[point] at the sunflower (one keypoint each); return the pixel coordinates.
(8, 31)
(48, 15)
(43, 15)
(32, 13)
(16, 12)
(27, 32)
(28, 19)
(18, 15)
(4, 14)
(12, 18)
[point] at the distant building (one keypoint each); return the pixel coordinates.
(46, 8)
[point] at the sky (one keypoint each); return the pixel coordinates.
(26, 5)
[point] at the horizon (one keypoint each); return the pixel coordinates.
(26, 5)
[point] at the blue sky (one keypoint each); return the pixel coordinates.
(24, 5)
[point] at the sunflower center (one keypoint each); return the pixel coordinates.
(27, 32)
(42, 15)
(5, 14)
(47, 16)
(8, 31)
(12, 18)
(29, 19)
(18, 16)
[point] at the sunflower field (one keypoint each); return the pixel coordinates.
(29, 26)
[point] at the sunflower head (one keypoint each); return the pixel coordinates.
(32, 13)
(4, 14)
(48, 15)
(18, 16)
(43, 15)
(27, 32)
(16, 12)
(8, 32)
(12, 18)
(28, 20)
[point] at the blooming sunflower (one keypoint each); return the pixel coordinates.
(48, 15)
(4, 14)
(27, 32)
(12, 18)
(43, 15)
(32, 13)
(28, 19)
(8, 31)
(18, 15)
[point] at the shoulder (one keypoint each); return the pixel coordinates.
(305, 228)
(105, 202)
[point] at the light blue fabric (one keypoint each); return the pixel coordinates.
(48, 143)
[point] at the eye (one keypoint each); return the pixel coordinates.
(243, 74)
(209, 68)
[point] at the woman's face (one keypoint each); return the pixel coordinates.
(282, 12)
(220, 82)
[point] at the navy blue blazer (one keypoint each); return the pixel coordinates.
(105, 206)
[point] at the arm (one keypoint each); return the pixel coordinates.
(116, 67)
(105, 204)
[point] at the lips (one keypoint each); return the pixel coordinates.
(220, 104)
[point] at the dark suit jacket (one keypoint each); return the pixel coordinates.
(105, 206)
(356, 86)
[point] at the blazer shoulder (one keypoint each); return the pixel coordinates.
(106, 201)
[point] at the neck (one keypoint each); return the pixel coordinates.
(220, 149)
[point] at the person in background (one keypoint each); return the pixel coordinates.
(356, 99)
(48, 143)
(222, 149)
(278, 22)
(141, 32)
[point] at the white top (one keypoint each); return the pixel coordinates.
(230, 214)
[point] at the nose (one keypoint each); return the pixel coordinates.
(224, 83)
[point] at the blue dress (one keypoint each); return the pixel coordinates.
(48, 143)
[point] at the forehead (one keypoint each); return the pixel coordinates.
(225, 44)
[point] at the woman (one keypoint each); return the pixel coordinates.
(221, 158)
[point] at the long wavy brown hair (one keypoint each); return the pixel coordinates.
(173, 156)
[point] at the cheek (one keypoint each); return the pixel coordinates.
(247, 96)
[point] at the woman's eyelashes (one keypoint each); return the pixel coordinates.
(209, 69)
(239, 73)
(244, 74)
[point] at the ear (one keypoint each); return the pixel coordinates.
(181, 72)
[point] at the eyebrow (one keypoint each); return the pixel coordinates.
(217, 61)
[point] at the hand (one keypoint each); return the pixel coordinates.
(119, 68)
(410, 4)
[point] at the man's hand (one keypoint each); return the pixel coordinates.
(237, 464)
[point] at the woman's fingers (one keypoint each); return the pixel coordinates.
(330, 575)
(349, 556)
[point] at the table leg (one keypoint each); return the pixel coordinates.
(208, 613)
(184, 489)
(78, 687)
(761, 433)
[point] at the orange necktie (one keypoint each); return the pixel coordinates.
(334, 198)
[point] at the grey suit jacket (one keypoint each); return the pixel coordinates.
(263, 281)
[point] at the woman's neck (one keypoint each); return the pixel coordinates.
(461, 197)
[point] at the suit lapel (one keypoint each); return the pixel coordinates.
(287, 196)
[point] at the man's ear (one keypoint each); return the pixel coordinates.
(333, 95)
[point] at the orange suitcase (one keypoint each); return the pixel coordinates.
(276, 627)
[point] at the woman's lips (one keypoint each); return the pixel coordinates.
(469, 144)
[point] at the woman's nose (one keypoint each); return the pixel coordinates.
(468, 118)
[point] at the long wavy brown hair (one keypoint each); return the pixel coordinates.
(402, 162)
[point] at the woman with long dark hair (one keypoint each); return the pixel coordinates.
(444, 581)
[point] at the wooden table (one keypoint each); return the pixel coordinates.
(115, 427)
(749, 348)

Problem – Give all the records again. Match them exactly.

Reply –
[point] at the sunflower (one keypoint each); return the pixel coordinates.
(8, 31)
(48, 15)
(43, 15)
(32, 13)
(16, 12)
(27, 32)
(28, 19)
(18, 15)
(4, 14)
(12, 18)
[point] at the distant building (one keypoint each); return the pixel coordinates.
(46, 8)
[point] at the sky (one keypoint each); return the pixel coordinates.
(26, 5)
[point] at the horizon (one keypoint each); return the pixel coordinates.
(26, 5)
[point] at the blue sky (one keypoint each); return the pixel coordinates.
(24, 5)
[point] at the sunflower center (one keypoint each); return the pixel coordinates.
(27, 32)
(42, 15)
(5, 14)
(47, 16)
(8, 31)
(12, 18)
(29, 19)
(18, 16)
[point] at the sunflower field (one keypoint each); return the pixel coordinates.
(29, 26)
[point] at the sunflower head (one keypoint each); return the pixel coordinates.
(32, 13)
(4, 14)
(48, 15)
(18, 16)
(43, 15)
(27, 32)
(16, 12)
(8, 32)
(12, 18)
(28, 20)
[point] at the blooming sunflower (one keypoint each); return the pixel coordinates.
(48, 15)
(4, 14)
(27, 32)
(12, 18)
(43, 15)
(32, 13)
(28, 19)
(8, 31)
(18, 15)
[point] at the shoulder (one keypoint each); return the pixel coordinates.
(305, 228)
(105, 202)
[point] at the light blue fabric (one keypoint each); return the pixel coordinates.
(48, 143)
[point] at the eye (one keypoint each); return the pixel coordinates.
(243, 74)
(209, 68)
[point] at the woman's face (one keypoint each); return the pixel coordinates.
(282, 12)
(220, 82)
[point] at the navy blue blazer (one keypoint each); return the pixel coordinates.
(105, 206)
[point] at the arm (one keypoint each); return the pixel coordinates.
(116, 67)
(105, 204)
[point] at the lips (one keypoint each); return the pixel coordinates.
(220, 104)
[point] at the dark suit jacket (one keypoint each); return the pixel coordinates.
(105, 206)
(356, 86)
[point] at the blazer shoulder (one keypoint each); return the pixel coordinates.
(106, 201)
[point] at the neck (one keypoint each); return the pixel coordinates.
(220, 149)
[point] at the person in background (one keypoint each); return the pixel coordinates.
(356, 99)
(48, 143)
(222, 149)
(278, 22)
(141, 32)
[point] at the white top (one keypoint each); return the pixel coordinates.
(230, 214)
[point] at the nose (one keypoint each); return the pixel coordinates.
(224, 83)
[point] at the blue dress (one keypoint each); return the pixel coordinates.
(48, 143)
[point] at the forehead (one keypoint each); return the pixel coordinates.
(225, 44)
[point] at the woman (one keypoint each); return the pixel coordinates.
(221, 158)
[point] at the long wavy brown hair (one keypoint each); return the pixel coordinates.
(173, 156)
[point] at the cheek (one keypoint each); return the pixel coordinates.
(247, 96)
[point] at the woman's eyelashes (one keypoint each); return the pixel coordinates.
(209, 69)
(239, 73)
(244, 74)
[point] at the ear (one keypoint each); return the pixel coordinates.
(181, 72)
[point] at the eyebrow (one keypoint each); return the pixel coordinates.
(217, 61)
[point] at the hand (one keypoint each); return the pixel coordinates.
(119, 68)
(410, 4)
[point] at the man's hand (one keypoint each); return the pixel coordinates.
(237, 464)
[point] at the woman's fingers (one keypoint each); return the pixel coordinates.
(330, 575)
(349, 556)
[point] at the table leg (one keypoint each); return the pixel coordinates.
(208, 613)
(184, 489)
(78, 687)
(761, 433)
[point] at the orange necktie (one keypoint each); return the pixel coordinates.
(334, 198)
[point] at the grey suit jacket (one keypoint each); return the pixel coordinates.
(263, 281)
[point] at the woman's neck (one keypoint each); return the pixel coordinates.
(461, 197)
[point] at the suit lapel (one keypoint each); return the pixel coordinates.
(287, 196)
[point] at the man's ear (one keypoint each); return the pixel coordinates.
(333, 95)
[point] at the orange suitcase (one keypoint each); return the pixel coordinates.
(276, 627)
[point] at the woman's lips (one keypoint each); return the pixel coordinates.
(469, 144)
[point] at the woman's nose (one keypoint each); return the pixel coordinates.
(468, 118)
[point] at the long wavy brown hair (one keypoint each); return the pixel coordinates.
(402, 162)
[point] at the woman with long dark hair (one keypoint each); return the pixel coordinates.
(444, 581)
[point] at the wooden table (one keypoint each); return the pixel coordinates.
(115, 427)
(749, 348)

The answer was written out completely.